Items from a data source:
++++++
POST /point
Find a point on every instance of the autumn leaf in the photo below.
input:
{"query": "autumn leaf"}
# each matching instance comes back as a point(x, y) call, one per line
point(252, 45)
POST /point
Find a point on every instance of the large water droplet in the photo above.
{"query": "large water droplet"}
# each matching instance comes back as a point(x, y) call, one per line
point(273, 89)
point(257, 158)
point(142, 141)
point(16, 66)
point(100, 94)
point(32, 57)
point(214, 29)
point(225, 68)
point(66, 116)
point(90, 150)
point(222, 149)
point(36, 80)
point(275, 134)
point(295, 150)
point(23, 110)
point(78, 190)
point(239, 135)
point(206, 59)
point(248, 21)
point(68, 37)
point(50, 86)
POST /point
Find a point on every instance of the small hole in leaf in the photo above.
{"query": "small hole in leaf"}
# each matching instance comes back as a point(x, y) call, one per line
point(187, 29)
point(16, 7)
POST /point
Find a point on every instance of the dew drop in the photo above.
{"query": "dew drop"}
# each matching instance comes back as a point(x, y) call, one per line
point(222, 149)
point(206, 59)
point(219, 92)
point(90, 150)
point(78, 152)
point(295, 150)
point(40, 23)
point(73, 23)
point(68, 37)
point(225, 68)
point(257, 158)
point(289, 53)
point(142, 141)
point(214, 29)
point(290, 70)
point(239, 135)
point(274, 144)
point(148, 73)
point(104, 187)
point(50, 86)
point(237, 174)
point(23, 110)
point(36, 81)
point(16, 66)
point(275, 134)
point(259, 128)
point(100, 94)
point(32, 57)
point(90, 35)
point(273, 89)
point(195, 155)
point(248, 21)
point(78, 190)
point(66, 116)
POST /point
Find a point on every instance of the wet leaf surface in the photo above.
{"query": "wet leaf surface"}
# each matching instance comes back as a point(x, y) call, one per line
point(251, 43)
++++++
→ **INSTRUCTIONS FOR THE TASK**
Print the lines above once more, word for word, covering every item.

→ **PROBLEM SOLUTION**
POST /point
Find a point on every instance of the autumn leaf in the photo below.
input:
{"query": "autumn leaf"}
# each matching instance comes back as a point(x, y) call, one per line
point(252, 45)
POST /point
Find a point on every instance of the large water droplet in the photo above.
{"query": "large water droplet"}
# each matching instance comes back as a point(x, y) call, one per line
point(273, 89)
point(257, 158)
point(142, 141)
point(16, 66)
point(100, 94)
point(32, 57)
point(214, 29)
point(225, 68)
point(66, 116)
point(90, 150)
point(222, 149)
point(36, 80)
point(275, 134)
point(295, 150)
point(23, 110)
point(78, 190)
point(239, 135)
point(206, 59)
point(248, 21)
point(68, 37)
point(50, 86)
POST /point
Find a point on every instance of the small hole in leaf in the photo above.
{"query": "small hole in leaf"}
# each matching instance comes back as a point(x, y) call, one per line
point(187, 29)
point(16, 7)
POST /point
Find a point on every instance of the dew drop in the photo above.
{"query": "dew drop"}
# each matching instance comes back as a point(x, y) call, one per line
point(222, 149)
point(206, 59)
point(219, 92)
point(90, 150)
point(78, 152)
point(295, 150)
point(40, 23)
point(73, 23)
point(68, 37)
point(225, 68)
point(257, 158)
point(289, 53)
point(142, 141)
point(214, 29)
point(290, 70)
point(239, 135)
point(274, 144)
point(148, 73)
point(104, 187)
point(50, 86)
point(237, 174)
point(23, 110)
point(36, 81)
point(16, 66)
point(275, 134)
point(259, 128)
point(100, 94)
point(32, 57)
point(90, 35)
point(273, 89)
point(195, 155)
point(248, 21)
point(78, 190)
point(66, 116)
POST /point
Find a point on every instance of the wet leaf surface in the photo above.
{"query": "wet leaf surface"}
# each matching instance comes back as a point(x, y) call, one per line
point(251, 43)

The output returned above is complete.